*** Provided passage ***

Unhealthy lifestyle behaviors, such as lack of physical activity, have been implicated in the development of pediatric obesity. Families face many challenges related to encouraging child engagement in healthy lifestyle behaviors but there is limited research identifying barriers. This project examined parent reported physical activity barriers in children with obesity and the potential impact of comorbid psychological disorders.
Participants include 970 caregivers of children 1 to 19 years of age attending a multidisciplinary pediatric obesity clinic (Child Mage = 12.06 years, Child MBMIz = 2.63, Child Race/Ethnicity = 64.1% African American/Black). Parents completed questionnaires assessing history of previously diagnosed psychological conditions and child engagement in physical activity per week, screen time per day, and barriers related to physical activity.
27.7% of children with obesity were identified by parents as being previously diagnosed with a psychological disorder. Results revealed significant group differences in identified barriers related to cost (t (852) = 1.96, p = 0.05), disability or injury (t (861) = 3.55, p < 0.001), and tiredness (t (859) = 2.62, p < 0.01) with those in the Obesity + Psychological Disorder reporting more barriers than those in the Obesity only group. No other significant group differences in barriers or time in physical activity or screen time were found.

*** End of Provided passage ***
*** Given entries ***

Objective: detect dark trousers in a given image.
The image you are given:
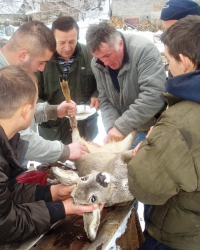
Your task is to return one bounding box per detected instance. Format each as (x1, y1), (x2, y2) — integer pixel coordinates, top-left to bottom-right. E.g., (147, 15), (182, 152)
(138, 231), (176, 250)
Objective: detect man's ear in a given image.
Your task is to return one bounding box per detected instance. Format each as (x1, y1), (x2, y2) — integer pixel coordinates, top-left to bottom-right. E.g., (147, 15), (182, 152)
(179, 54), (196, 73)
(18, 49), (29, 62)
(21, 103), (32, 120)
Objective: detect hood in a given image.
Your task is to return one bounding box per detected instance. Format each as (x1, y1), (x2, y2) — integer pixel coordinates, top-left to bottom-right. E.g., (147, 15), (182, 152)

*** End of Given entries ***

_Task objective_
Reproduce the passage on pediatric obesity between "Unhealthy lifestyle behaviors, such" and "to physical activity.", inclusive, replacing "caregivers" with "guardians".

_Exercise solution_
Unhealthy lifestyle behaviors, such as lack of physical activity, have been implicated in the development of pediatric obesity. Families face many challenges related to encouraging child engagement in healthy lifestyle behaviors but there is limited research identifying barriers. This project examined parent reported physical activity barriers in children with obesity and the potential impact of comorbid psychological disorders.
Participants include 970 guardians of children 1 to 19 years of age attending a multidisciplinary pediatric obesity clinic (Child Mage = 12.06 years, Child MBMIz = 2.63, Child Race/Ethnicity = 64.1% African American/Black). Parents completed questionnaires assessing history of previously diagnosed psychological conditions and child engagement in physical activity per week, screen time per day, and barriers related to physical activity.